### EXERCISE
Rewrite the entries starting with the line that contains "Your task is to detect metal" and going on through the line that contains "[394,364,465,419]", replacing "detect" with "locate" and keeping everything else unchanged.

** START INPUT **

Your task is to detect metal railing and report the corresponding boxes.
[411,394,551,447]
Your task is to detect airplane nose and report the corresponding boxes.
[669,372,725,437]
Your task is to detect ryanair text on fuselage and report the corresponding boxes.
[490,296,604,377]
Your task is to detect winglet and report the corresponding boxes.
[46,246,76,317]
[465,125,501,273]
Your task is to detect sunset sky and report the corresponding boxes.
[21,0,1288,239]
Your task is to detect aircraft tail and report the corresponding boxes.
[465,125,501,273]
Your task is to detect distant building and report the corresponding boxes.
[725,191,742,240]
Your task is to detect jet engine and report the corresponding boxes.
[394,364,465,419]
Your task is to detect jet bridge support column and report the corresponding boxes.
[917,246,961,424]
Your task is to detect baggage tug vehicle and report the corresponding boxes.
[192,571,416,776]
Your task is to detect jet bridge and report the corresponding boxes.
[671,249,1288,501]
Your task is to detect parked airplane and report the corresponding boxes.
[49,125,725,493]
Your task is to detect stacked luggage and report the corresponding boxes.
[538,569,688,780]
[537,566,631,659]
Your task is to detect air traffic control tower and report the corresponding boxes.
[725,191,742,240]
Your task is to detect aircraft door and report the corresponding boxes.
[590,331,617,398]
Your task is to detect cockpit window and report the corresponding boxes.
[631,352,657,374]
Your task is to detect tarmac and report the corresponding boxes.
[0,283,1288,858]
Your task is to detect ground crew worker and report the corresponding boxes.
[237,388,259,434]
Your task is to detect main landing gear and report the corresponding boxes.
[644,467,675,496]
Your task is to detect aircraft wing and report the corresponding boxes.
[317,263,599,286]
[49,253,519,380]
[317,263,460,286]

** END INPUT **
** START INPUT **

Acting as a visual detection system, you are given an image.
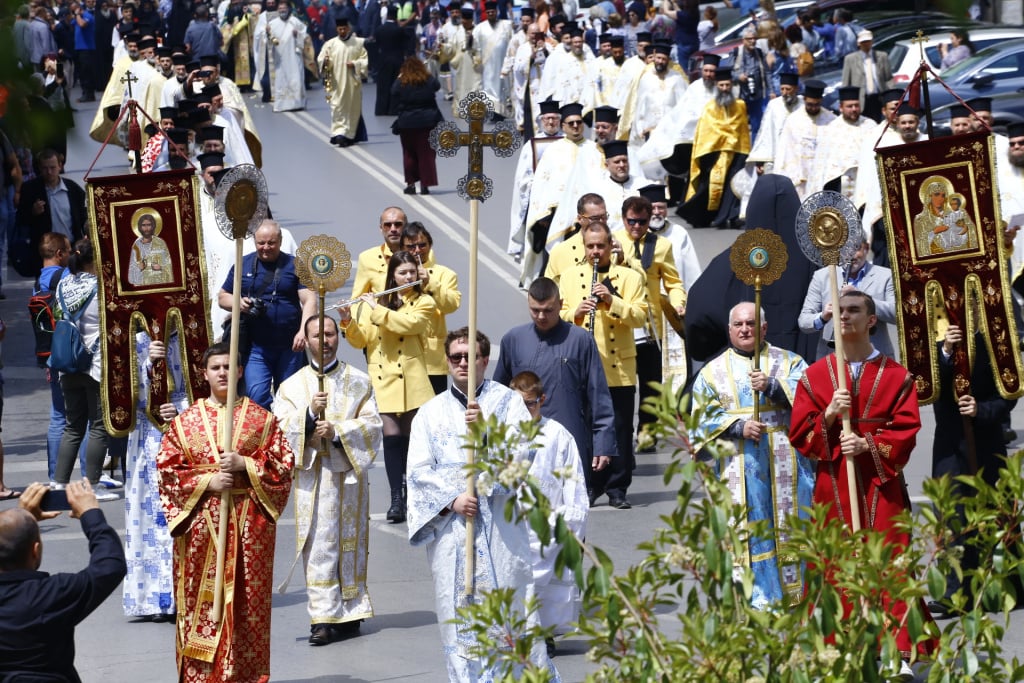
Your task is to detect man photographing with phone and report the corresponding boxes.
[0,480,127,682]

** END INPUT **
** START INPUT **

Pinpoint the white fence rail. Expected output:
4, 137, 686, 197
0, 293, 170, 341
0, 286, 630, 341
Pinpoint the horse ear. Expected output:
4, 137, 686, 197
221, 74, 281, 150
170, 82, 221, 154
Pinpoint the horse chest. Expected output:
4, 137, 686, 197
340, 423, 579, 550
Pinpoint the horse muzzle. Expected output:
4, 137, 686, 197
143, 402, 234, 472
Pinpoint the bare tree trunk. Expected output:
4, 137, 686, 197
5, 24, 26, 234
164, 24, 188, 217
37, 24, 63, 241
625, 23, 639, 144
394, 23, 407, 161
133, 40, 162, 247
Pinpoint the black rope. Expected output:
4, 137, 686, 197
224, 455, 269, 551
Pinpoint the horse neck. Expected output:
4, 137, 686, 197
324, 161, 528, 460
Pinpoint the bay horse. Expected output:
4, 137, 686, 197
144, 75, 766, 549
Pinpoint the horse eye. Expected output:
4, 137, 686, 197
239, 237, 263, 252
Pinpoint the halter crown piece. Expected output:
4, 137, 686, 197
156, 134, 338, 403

** END INPUT **

### SOLUTION
Your task is to locate metal railing and report the corresponding boxes.
[411,394,551,447]
Your task is to locate airplane nose and report the corresponding boxes.
[669,372,725,437]
Your task is to locate ryanair text on fuselage and report the corresponding boxes.
[490,296,604,377]
Your task is to locate winglet and report the corresponding boxes.
[46,246,76,317]
[465,125,501,273]
Your task is to locate sunset sky and report the corresponding boxes.
[21,0,1288,239]
Your task is to locate aircraft tail and report the corresponding boxes.
[465,125,501,273]
Your task is to locate distant building and report the corresponding boxes.
[725,191,742,240]
Your task is to locate jet engine and report the corresponding boxes.
[394,364,465,419]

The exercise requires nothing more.